Your assignment = Exact copy, no pictures: output each line below as it stands.

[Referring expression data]
--- START ---

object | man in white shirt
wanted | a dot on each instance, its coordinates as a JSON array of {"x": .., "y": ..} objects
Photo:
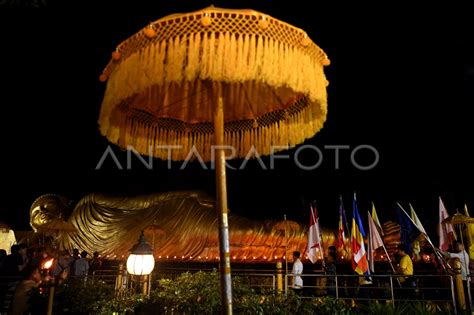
[
  {"x": 296, "y": 272},
  {"x": 463, "y": 257}
]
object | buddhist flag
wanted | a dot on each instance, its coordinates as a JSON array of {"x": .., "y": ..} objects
[
  {"x": 314, "y": 235},
  {"x": 417, "y": 221},
  {"x": 375, "y": 241},
  {"x": 359, "y": 257},
  {"x": 445, "y": 230},
  {"x": 409, "y": 232},
  {"x": 341, "y": 235},
  {"x": 376, "y": 219}
]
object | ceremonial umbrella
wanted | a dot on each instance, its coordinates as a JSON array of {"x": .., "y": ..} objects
[
  {"x": 458, "y": 219},
  {"x": 188, "y": 84}
]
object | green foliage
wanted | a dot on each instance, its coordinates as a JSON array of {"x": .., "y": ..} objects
[
  {"x": 75, "y": 297},
  {"x": 198, "y": 293}
]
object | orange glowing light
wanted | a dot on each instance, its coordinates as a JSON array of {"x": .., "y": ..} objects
[{"x": 47, "y": 264}]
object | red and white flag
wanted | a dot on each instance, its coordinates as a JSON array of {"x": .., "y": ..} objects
[
  {"x": 314, "y": 236},
  {"x": 375, "y": 241},
  {"x": 445, "y": 230}
]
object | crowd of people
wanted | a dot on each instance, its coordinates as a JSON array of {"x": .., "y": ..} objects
[
  {"x": 27, "y": 268},
  {"x": 406, "y": 282}
]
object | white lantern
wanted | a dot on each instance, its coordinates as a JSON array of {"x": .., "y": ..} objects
[{"x": 141, "y": 261}]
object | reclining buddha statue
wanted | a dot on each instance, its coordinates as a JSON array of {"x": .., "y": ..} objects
[{"x": 181, "y": 224}]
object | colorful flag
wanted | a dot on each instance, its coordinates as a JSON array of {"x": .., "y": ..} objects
[
  {"x": 375, "y": 241},
  {"x": 409, "y": 232},
  {"x": 376, "y": 220},
  {"x": 314, "y": 235},
  {"x": 417, "y": 221},
  {"x": 341, "y": 235},
  {"x": 445, "y": 230},
  {"x": 359, "y": 257}
]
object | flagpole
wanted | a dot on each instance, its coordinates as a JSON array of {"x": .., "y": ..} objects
[
  {"x": 437, "y": 254},
  {"x": 349, "y": 232},
  {"x": 345, "y": 216},
  {"x": 286, "y": 246},
  {"x": 321, "y": 238},
  {"x": 468, "y": 271}
]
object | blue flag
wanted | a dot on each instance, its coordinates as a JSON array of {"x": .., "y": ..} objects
[{"x": 409, "y": 232}]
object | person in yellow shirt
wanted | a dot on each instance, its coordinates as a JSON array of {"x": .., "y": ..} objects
[{"x": 405, "y": 267}]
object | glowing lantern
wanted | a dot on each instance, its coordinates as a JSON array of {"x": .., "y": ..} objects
[
  {"x": 141, "y": 260},
  {"x": 48, "y": 263}
]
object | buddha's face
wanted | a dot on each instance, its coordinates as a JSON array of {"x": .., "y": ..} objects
[{"x": 46, "y": 209}]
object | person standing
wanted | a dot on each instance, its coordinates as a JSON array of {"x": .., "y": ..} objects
[
  {"x": 297, "y": 270},
  {"x": 405, "y": 268},
  {"x": 81, "y": 266},
  {"x": 463, "y": 257}
]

--- END ---

Task response =
object | man in white shirt
wanted | a dot on each instance, its coordinates as a JSON array of {"x": .., "y": ..} objects
Photo:
[
  {"x": 296, "y": 272},
  {"x": 463, "y": 257}
]
object | buddhist flag
wanted | a dot on each instance, its coordinates as a JSON array of {"x": .., "y": ..} objects
[
  {"x": 314, "y": 235},
  {"x": 417, "y": 221},
  {"x": 375, "y": 241},
  {"x": 359, "y": 257},
  {"x": 445, "y": 230},
  {"x": 409, "y": 232},
  {"x": 341, "y": 235},
  {"x": 376, "y": 219}
]
object | ceremonial umbrella
wanted | a dot on each instance, its coordinates as a JSON array of {"x": .., "y": ..} objects
[
  {"x": 458, "y": 219},
  {"x": 188, "y": 84}
]
object | green foliage
wanted | a dot on each instance, its coordinates as a JSON array of {"x": .., "y": ..} objects
[
  {"x": 75, "y": 297},
  {"x": 198, "y": 293}
]
object | orange glowing light
wanted | a dot on each instance, its coordinates as a JSON array of {"x": .., "y": ..} objects
[{"x": 47, "y": 264}]
object | red and white flag
wanted | a dot on each instance, its coordinates as a JSON array of {"x": .., "y": ..} objects
[
  {"x": 314, "y": 236},
  {"x": 375, "y": 241},
  {"x": 445, "y": 230}
]
object | crowd of people
wanted | a dot on each instance, its coordinates as a JSON array of {"x": .., "y": ..} objects
[
  {"x": 27, "y": 268},
  {"x": 406, "y": 282}
]
object | white lantern
wanted | a dot on each instance, its coordinates as a JSON array of {"x": .., "y": ..} objects
[{"x": 141, "y": 261}]
object | reclining buddha statue
wanted | a dot on each instance, its coordinates as a JSON array of {"x": .., "y": ..} objects
[{"x": 181, "y": 224}]
object | colorful flag
wanted | a dot on each instance, its coordinates as a JSON array of {"x": .., "y": ..} objects
[
  {"x": 375, "y": 241},
  {"x": 409, "y": 232},
  {"x": 376, "y": 220},
  {"x": 314, "y": 235},
  {"x": 417, "y": 221},
  {"x": 341, "y": 235},
  {"x": 445, "y": 230},
  {"x": 359, "y": 257}
]
object | flagpole
wanted | a dot on each instance, its coordinates as a JSON array of {"x": .., "y": ..} objects
[
  {"x": 437, "y": 254},
  {"x": 349, "y": 232},
  {"x": 345, "y": 216},
  {"x": 286, "y": 246},
  {"x": 321, "y": 238},
  {"x": 468, "y": 271}
]
object | blue flag
wanted | a dot on each instance, its coordinates as a JSON array of {"x": .., "y": ..} objects
[{"x": 409, "y": 232}]
object | person in yellow shirt
wanted | a dot on each instance, its coordinates as a JSON array of {"x": .., "y": ..} objects
[{"x": 405, "y": 267}]
object | glowing lantern
wanted | a dot on each instance, its coordinates as a JSON array of {"x": .., "y": ..} objects
[
  {"x": 141, "y": 260},
  {"x": 48, "y": 263}
]
object | buddha's face
wanted | a dot on each instance, its coordinates as a JSON array of {"x": .., "y": ..} objects
[{"x": 46, "y": 209}]
object | person standing
wanted | a dot on each instance, its coordinates as a JSON array of {"x": .., "y": ..} objects
[
  {"x": 297, "y": 270},
  {"x": 405, "y": 268},
  {"x": 81, "y": 266},
  {"x": 463, "y": 257}
]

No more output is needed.